• What to do:
Pick out every line below that contains the string "pointer" and copy each one in full. Case counts, so a match must have the same capitalization.

• Material for this task:
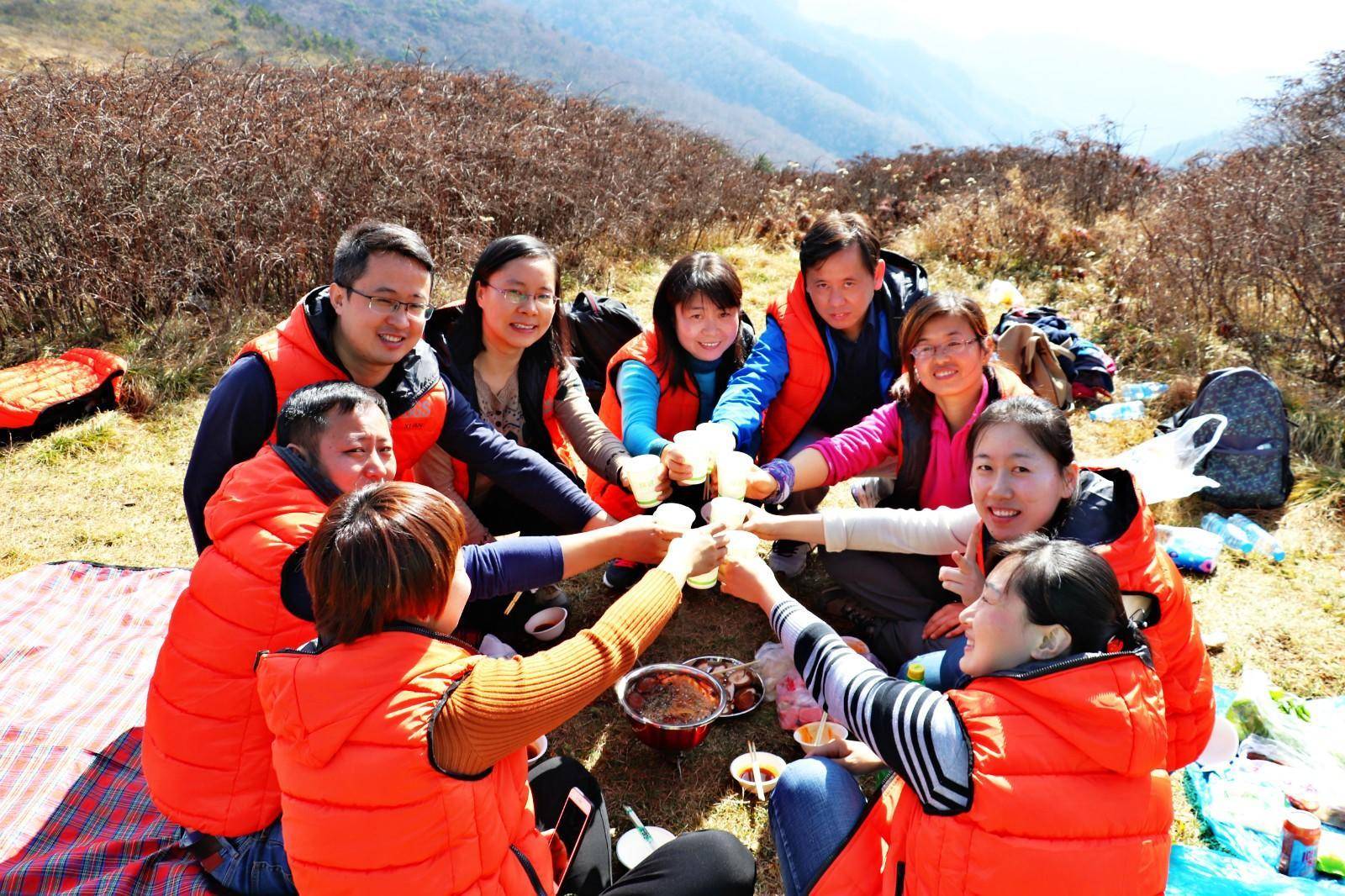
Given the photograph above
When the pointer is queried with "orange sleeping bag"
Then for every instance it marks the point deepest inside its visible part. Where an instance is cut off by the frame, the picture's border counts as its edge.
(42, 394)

==

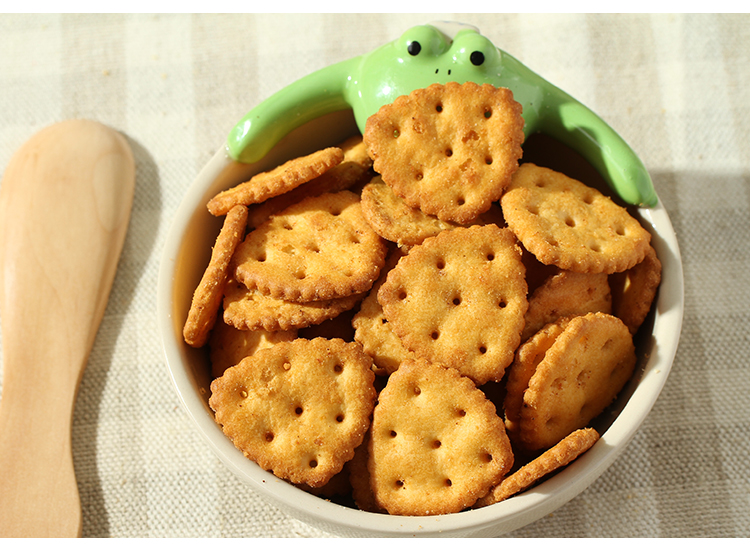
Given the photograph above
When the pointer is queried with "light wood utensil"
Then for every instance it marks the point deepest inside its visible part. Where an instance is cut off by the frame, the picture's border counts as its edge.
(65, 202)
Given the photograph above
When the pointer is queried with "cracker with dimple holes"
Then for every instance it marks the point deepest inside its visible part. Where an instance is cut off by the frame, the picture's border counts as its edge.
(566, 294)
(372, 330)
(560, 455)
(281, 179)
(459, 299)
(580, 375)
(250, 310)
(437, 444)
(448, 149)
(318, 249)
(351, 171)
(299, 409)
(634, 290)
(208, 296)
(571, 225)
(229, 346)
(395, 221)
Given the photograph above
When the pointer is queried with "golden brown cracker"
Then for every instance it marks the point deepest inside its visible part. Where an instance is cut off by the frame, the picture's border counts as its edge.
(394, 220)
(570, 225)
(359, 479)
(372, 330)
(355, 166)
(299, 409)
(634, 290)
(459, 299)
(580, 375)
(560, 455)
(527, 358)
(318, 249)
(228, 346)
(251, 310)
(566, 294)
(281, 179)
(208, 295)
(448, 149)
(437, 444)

• Full solution:
When the pointer is queried with "orange sleeping bag"
When the pointer is queried with "light wood utensil"
When the pointer is queried with "cracker with dimple holes"
When the pointer is queried with "golden brown cracker"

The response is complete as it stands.